◆ WORK TASK 1:
Answer from the report on India's science budget:
(a) What outlay is proposed for the department of science and technology?
(b) How many students will the scholarship scheme be offered to?
(c) By what percentage will India's space budget rise?
◆ WORK TASK 2: According to the report on India's science budget, what is the Rs 50 crore "pre-project investment" for the manned mission meant to achieve? Answer in one to three sentences.
◆ WORK TASK 3: Write the next few paragraphs of the news report on India's science budget, picking up after its final sentence.

New Delhi, Feb. 28: The government has proposed a never-before 50 per cent increase in the outlay for the department of science and technology in a budget that officials described as “exceptionally” friendly to science.

The proposed outlay for the department is Rs 1,775 crore, a steep rise from the revised estimate of Rs 1,177 crore for 2006-07. The ministry of earth sciences, too, gets a 50 per cent hike with an outlay of Rs 887 crore.

“The effective year-to-year rise for science and technology is higher than ever before,” DST secretary Thirumalachari Ramasami said.

Much of the extra funding will go into new schemes to draw students to science careers and rejuvenate the infrastructure for research in universities.

“These are long-term investments for the future of India,” Ramasami said.

The science and technology outlay includes an investment of Rs 100 crore into a scholarship scheme to be offered to 10,000 “best-in-class” students of the BSc and MSc courses.

India’s space budget will rise by 28 per cent with a funding of Rs 3,858 crore, including Rs 50 crore for the first formal project towards a manned mission — the design work for an indigenous space capsule capable of holding two astronauts.

“We’re calling this ‘pre-project investment’ — an effort to generate basic data that will help us determine the expected cost of the full project, the schedules, and the technologies it will require,” a space official said.

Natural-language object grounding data
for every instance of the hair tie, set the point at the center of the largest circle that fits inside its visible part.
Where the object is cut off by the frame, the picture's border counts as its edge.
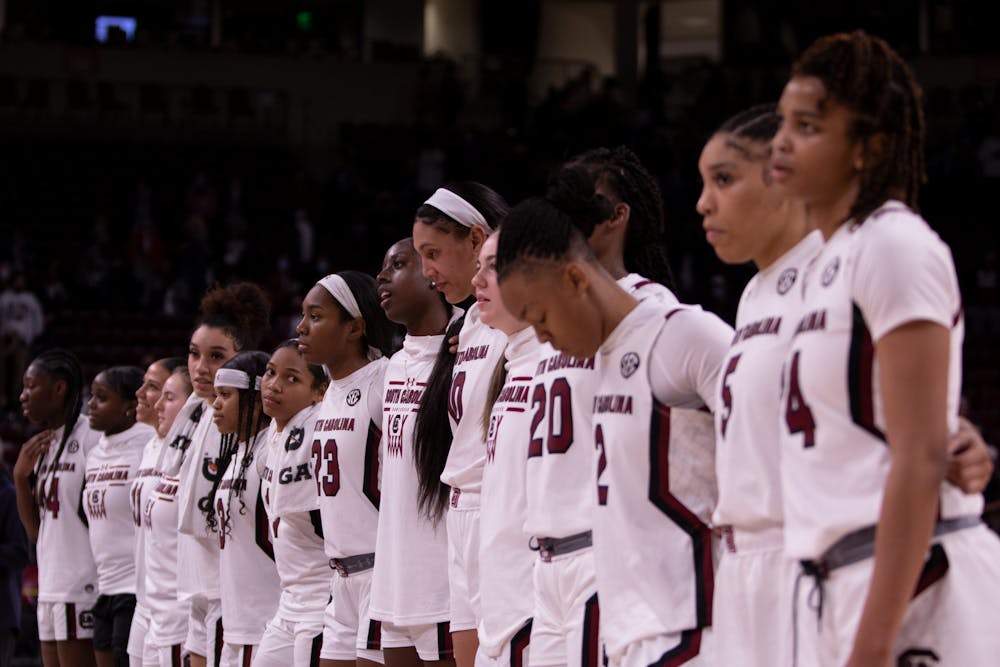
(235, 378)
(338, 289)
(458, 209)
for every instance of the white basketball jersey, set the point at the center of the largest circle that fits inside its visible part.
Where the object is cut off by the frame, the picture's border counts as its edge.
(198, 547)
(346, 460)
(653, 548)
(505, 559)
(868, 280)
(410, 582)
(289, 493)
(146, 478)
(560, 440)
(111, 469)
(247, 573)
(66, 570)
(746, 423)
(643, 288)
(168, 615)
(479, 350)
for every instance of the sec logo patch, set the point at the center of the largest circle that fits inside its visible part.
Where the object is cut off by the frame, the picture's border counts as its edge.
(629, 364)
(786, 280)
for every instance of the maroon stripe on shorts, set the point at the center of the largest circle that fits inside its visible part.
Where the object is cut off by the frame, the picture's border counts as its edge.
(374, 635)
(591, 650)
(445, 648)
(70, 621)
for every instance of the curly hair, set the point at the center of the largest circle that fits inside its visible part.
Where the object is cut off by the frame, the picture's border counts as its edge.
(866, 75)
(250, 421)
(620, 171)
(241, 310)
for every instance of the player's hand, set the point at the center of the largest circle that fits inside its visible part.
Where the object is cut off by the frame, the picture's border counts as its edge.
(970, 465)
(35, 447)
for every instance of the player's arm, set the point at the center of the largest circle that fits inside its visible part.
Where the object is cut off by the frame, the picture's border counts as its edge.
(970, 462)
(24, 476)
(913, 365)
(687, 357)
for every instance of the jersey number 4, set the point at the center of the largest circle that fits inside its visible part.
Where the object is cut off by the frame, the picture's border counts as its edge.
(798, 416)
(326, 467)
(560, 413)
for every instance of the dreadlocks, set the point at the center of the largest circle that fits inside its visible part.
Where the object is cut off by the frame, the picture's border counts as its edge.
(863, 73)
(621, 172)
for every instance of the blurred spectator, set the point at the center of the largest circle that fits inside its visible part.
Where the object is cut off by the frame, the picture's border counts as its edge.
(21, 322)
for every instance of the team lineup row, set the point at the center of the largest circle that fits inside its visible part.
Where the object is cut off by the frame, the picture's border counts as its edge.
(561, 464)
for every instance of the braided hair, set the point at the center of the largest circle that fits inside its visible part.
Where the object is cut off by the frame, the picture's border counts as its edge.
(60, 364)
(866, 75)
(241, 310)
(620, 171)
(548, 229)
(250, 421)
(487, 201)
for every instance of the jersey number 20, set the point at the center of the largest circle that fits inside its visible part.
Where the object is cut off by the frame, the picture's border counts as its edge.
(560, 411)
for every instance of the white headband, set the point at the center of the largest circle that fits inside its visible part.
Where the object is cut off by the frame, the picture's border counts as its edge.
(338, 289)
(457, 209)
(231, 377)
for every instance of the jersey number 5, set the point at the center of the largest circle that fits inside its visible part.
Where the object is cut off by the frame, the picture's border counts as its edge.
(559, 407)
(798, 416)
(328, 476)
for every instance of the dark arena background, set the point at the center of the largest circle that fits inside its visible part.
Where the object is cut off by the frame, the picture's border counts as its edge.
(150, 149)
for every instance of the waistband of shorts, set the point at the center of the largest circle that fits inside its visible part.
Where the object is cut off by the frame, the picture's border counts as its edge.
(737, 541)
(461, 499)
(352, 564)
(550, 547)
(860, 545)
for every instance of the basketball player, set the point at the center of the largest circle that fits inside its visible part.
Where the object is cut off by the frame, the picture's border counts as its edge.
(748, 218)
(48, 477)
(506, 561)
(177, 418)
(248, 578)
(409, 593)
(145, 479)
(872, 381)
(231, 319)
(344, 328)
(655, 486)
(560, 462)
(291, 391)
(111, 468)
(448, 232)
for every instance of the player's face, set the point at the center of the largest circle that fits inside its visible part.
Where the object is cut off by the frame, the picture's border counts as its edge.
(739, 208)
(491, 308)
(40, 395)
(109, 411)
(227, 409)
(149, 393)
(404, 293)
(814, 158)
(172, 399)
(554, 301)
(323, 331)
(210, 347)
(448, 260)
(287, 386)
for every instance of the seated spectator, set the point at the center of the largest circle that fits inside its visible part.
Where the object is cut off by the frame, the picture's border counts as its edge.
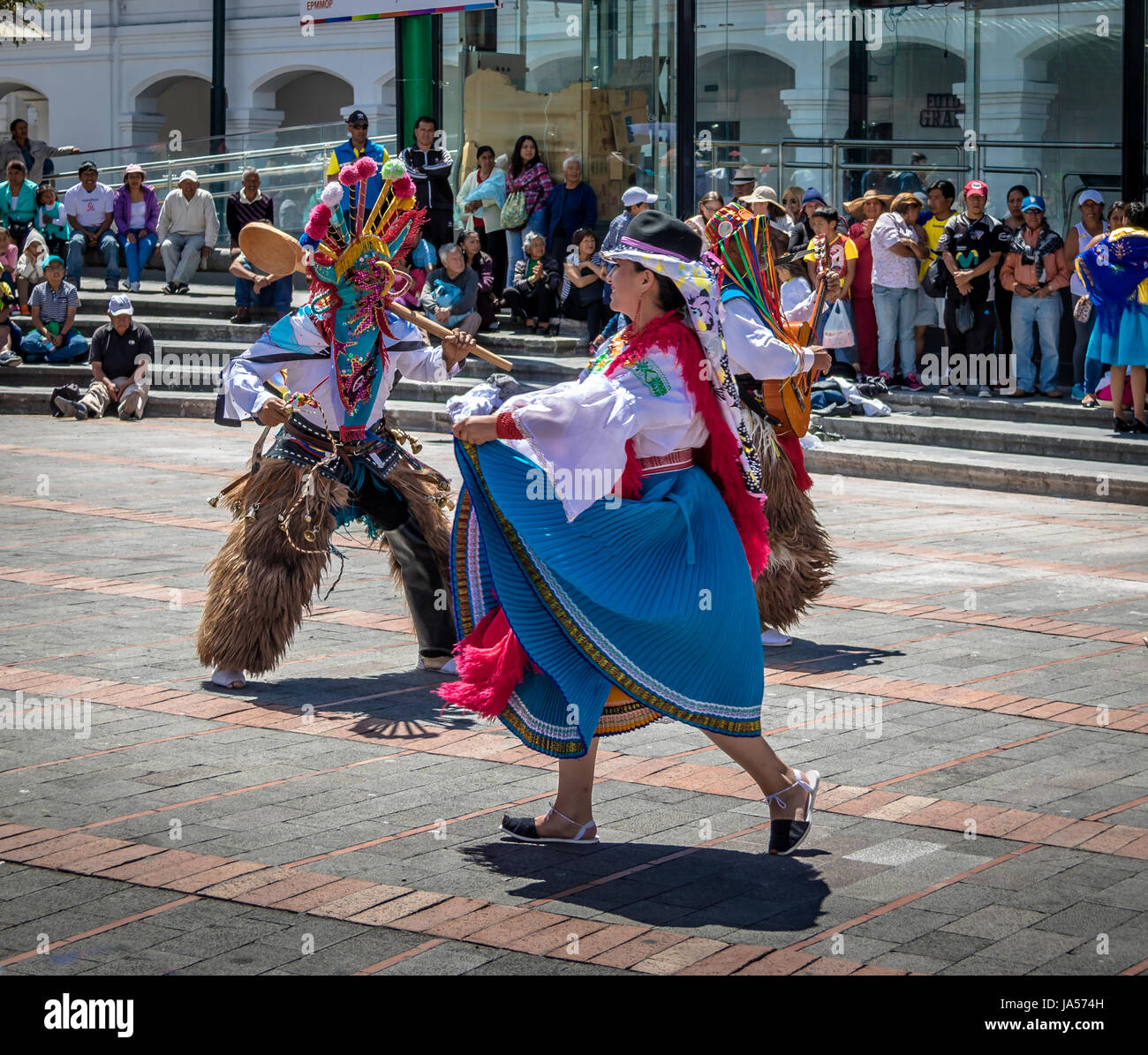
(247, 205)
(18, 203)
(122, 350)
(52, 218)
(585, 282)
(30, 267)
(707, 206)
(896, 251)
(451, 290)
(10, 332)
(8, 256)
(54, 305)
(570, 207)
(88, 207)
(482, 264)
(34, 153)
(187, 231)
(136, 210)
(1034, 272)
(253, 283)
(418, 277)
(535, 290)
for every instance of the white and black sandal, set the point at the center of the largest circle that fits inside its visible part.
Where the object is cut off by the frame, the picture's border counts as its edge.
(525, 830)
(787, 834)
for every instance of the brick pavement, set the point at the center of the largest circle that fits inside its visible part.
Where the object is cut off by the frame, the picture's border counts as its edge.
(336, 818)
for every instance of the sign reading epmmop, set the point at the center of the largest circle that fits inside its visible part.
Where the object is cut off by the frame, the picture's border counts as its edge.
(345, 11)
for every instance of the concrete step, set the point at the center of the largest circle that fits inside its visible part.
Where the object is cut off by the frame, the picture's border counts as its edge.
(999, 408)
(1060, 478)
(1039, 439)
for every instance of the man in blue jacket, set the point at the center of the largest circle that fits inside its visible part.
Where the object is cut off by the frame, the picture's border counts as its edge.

◆ EXPECTED OUTPUT 1:
(a) Rs 1,775 crore.
(b) 10,000 "best-in-class" students of the BSc and MSc courses.
(c) 28 per cent.

◆ EXPECTED OUTPUT 2: It is meant to generate basic data. That data will help determine the expected cost of the full project, its schedules and the technologies it will require.

◆ EXPECTED OUTPUT 3:
The department of space outlay also includes Rs 75 crore for an Indian Institute of Space Science and Technology to help develop high-quality scientists and engineers keeping in mind the future requirements of the space programme.

About Rs 240 crore — more than a quarter of the outlay for the ministry of earth sciences — will go into efforts to improve weather and rain forecasts through a modernisation plan that will involve improving the weather observation network.

The proposals include certain tax benefits for investments in select areas in biotechnology, information technology, nanotechnology, seed research and development, and drug discovery research.

The outlay for medical research, though, has dropped 17 per cent. The Indian Council of Medical Research will receive only Rs 234 crore in 2007-08 against a revised estimate of Rs 283 crore for 2006-07.